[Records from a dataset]
◇ ◇ ◇

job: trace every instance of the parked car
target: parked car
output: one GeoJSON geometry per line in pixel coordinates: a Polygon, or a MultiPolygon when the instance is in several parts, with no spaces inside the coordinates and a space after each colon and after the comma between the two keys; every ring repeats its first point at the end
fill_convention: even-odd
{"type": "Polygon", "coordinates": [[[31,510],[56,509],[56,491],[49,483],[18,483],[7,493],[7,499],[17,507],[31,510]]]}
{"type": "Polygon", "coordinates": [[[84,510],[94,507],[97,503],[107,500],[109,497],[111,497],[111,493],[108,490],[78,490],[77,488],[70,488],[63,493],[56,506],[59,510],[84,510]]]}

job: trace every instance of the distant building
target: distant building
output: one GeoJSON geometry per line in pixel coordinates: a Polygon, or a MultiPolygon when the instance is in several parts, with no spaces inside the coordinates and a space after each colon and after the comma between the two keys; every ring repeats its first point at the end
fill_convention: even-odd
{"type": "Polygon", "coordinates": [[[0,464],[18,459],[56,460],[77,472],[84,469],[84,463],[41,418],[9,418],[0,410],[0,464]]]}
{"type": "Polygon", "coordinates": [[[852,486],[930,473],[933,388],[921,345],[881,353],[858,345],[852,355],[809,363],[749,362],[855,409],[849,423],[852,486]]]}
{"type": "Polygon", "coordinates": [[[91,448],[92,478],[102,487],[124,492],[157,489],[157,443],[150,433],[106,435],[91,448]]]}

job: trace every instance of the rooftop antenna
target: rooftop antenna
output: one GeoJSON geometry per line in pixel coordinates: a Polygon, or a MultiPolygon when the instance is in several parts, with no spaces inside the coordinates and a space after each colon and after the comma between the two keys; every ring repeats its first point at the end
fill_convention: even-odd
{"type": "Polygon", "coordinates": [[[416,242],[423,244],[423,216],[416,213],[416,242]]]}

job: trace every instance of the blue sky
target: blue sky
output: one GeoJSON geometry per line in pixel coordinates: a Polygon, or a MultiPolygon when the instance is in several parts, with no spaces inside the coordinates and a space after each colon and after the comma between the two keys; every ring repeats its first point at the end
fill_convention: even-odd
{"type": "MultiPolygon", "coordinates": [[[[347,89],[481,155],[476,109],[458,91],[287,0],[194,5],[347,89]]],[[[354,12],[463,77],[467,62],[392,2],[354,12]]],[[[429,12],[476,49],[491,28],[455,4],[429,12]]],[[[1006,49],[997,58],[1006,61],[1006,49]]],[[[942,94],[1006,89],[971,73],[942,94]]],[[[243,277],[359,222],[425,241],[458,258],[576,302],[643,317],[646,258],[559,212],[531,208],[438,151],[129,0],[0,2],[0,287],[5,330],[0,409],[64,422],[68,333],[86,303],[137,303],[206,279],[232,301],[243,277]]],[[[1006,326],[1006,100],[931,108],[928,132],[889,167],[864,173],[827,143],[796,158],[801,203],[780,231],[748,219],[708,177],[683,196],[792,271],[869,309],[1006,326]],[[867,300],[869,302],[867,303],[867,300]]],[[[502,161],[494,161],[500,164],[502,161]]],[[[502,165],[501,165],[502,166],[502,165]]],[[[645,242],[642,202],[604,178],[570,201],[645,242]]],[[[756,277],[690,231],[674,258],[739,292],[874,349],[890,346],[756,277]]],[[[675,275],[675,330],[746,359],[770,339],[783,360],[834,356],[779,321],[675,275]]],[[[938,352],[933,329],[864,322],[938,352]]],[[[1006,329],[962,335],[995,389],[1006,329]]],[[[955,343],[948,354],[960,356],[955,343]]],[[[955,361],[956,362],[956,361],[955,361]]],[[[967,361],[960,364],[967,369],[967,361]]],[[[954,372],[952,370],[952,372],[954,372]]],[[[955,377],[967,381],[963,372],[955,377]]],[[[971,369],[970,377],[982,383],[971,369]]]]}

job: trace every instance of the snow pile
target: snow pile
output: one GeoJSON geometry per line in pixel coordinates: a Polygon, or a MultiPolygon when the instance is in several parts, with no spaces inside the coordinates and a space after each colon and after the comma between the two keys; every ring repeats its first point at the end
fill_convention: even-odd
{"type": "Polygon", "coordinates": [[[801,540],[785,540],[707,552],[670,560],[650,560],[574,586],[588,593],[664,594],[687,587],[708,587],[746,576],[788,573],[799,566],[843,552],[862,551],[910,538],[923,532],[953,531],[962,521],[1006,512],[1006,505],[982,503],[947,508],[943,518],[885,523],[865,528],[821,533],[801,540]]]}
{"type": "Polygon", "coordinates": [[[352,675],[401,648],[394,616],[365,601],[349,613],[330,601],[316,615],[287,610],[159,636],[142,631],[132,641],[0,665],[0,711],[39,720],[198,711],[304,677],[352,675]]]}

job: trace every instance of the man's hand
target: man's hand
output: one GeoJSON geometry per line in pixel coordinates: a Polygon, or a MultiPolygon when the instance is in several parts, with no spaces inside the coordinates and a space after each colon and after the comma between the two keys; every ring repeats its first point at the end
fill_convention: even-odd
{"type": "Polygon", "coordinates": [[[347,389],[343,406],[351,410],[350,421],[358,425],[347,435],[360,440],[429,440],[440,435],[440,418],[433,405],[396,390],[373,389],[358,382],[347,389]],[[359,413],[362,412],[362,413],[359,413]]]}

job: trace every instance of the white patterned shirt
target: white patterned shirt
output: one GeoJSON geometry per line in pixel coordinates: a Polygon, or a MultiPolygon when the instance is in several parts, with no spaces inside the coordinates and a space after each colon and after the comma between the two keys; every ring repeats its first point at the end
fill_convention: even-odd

◇ ◇ ◇

## WHAT THE EXERCISE ASKS
What you return must match the data above character for character.

## EXERCISE SOLUTION
job: trace every instance of the parked car
target: parked car
output: one GeoJSON geometry per line in pixel coordinates: a Polygon, or a MultiPolygon when the instance is in several parts, with no spaces inside the coordinates and a space after each colon and after the comma between the two keys; every ring repeats its first point at the end
fill_convention: even-odd
{"type": "Polygon", "coordinates": [[[31,510],[56,509],[56,491],[49,483],[18,483],[7,493],[7,499],[17,507],[31,510]]]}
{"type": "Polygon", "coordinates": [[[84,510],[94,507],[97,503],[107,500],[109,497],[111,497],[111,493],[108,490],[78,490],[77,488],[70,488],[63,493],[56,506],[59,510],[84,510]]]}

job: trace every instance of the distant building
target: distant building
output: one GeoJSON geometry per line in pixel coordinates: a Polygon, or a MultiPolygon when the instance is in several parts, with no spaces inside the coordinates and a space after each colon and after the comma between the two keys; every ring repeats its first point at the end
fill_convention: even-odd
{"type": "Polygon", "coordinates": [[[0,464],[18,459],[56,460],[77,472],[84,469],[84,463],[41,418],[9,418],[0,410],[0,464]]]}
{"type": "Polygon", "coordinates": [[[852,486],[930,473],[933,388],[921,345],[881,353],[858,345],[852,355],[809,363],[749,362],[855,409],[849,423],[852,486]]]}
{"type": "Polygon", "coordinates": [[[91,448],[92,478],[102,487],[124,492],[157,489],[157,443],[150,433],[106,435],[91,448]]]}

job: trace every instance of the rooftop antenna
target: rooftop antenna
output: one GeoJSON geometry per line in pixel coordinates: a Polygon, or a MultiPolygon when the instance is in several parts, with no spaces inside the coordinates and a space after each colon and after the comma between the two keys; every ring repeats its first point at the end
fill_convention: even-odd
{"type": "Polygon", "coordinates": [[[416,242],[423,244],[423,216],[416,213],[416,242]]]}

job: trace every instance of the blue sky
target: blue sky
output: one GeoJSON geometry per line in pixel coordinates: a Polygon, or a MultiPolygon when the instance is in several parts, with no spaces inside the coordinates and a space after each colon and after the comma between the two keys; every ring repeats its first point at the end
fill_convention: even-odd
{"type": "MultiPolygon", "coordinates": [[[[347,89],[481,155],[476,109],[458,91],[287,0],[194,5],[347,89]]],[[[354,12],[463,77],[467,62],[392,2],[354,12]]],[[[429,12],[476,49],[491,28],[455,4],[429,12]]],[[[1006,49],[997,58],[1006,61],[1006,49]]],[[[942,94],[1006,89],[971,73],[942,94]]],[[[243,277],[359,222],[425,241],[458,258],[576,302],[643,317],[646,258],[559,212],[531,208],[438,151],[129,0],[0,2],[0,287],[5,330],[0,409],[64,422],[68,333],[86,303],[137,303],[206,279],[232,301],[243,277]]],[[[1006,326],[1006,100],[931,108],[928,132],[889,167],[864,173],[827,143],[796,158],[801,203],[780,231],[748,219],[708,177],[683,196],[792,271],[869,309],[1006,326]],[[867,300],[869,302],[867,303],[867,300]]],[[[502,161],[494,161],[500,164],[502,161]]],[[[502,165],[501,165],[502,166],[502,165]]],[[[645,242],[642,202],[604,178],[570,201],[645,242]]],[[[756,277],[690,231],[674,258],[739,292],[874,349],[890,346],[756,277]]],[[[675,275],[675,330],[746,359],[770,339],[783,360],[834,356],[779,321],[675,275]]],[[[938,352],[933,329],[864,322],[938,352]]],[[[1006,329],[962,335],[995,389],[1006,329]]],[[[955,343],[948,354],[960,356],[955,343]]],[[[955,361],[956,362],[956,361],[955,361]]],[[[967,361],[960,364],[967,369],[967,361]]],[[[954,372],[952,370],[952,372],[954,372]]],[[[955,377],[967,381],[963,372],[955,377]]],[[[971,369],[970,377],[982,383],[971,369]]]]}

job: trace every instance of the snow pile
target: snow pile
output: one GeoJSON geometry per line in pixel coordinates: a Polygon, or a MultiPolygon when the instance is in several parts, with no spaces inside the coordinates and a space after each colon and after the comma between the two keys; every ring repeats its first point at the end
fill_convention: even-odd
{"type": "Polygon", "coordinates": [[[801,540],[785,540],[707,552],[670,560],[650,560],[574,586],[588,593],[664,594],[687,587],[708,587],[746,576],[788,573],[799,566],[843,552],[862,551],[910,538],[923,532],[953,531],[962,521],[1006,512],[1006,505],[982,503],[947,508],[943,518],[885,523],[865,528],[821,533],[801,540]]]}
{"type": "Polygon", "coordinates": [[[352,675],[401,648],[394,616],[365,601],[349,613],[330,601],[316,615],[287,610],[159,636],[142,631],[132,641],[0,665],[0,711],[39,720],[198,711],[304,677],[352,675]]]}

job: trace every instance of the man's hand
target: man's hand
output: one GeoJSON geometry per line in pixel coordinates: a Polygon, or a MultiPolygon when the instance is in several parts, with no spaces inside the coordinates and a space after each colon and after the comma between the two keys; every ring repeats its first point at the end
fill_convention: even-odd
{"type": "Polygon", "coordinates": [[[347,389],[343,406],[351,410],[350,421],[358,425],[347,435],[360,440],[429,440],[440,435],[440,418],[433,405],[396,390],[373,389],[358,382],[347,389]],[[359,413],[362,412],[362,413],[359,413]]]}

job: trace every instance of the white patterned shirt
target: white patterned shirt
output: one GeoJSON geometry per line in pixel coordinates: a Polygon, or a MultiPolygon when the instance is in several parts, with no spaces inside the coordinates and a space after each colon and after the comma between the two keys; every ring repeats its first point at the end
fill_convention: even-odd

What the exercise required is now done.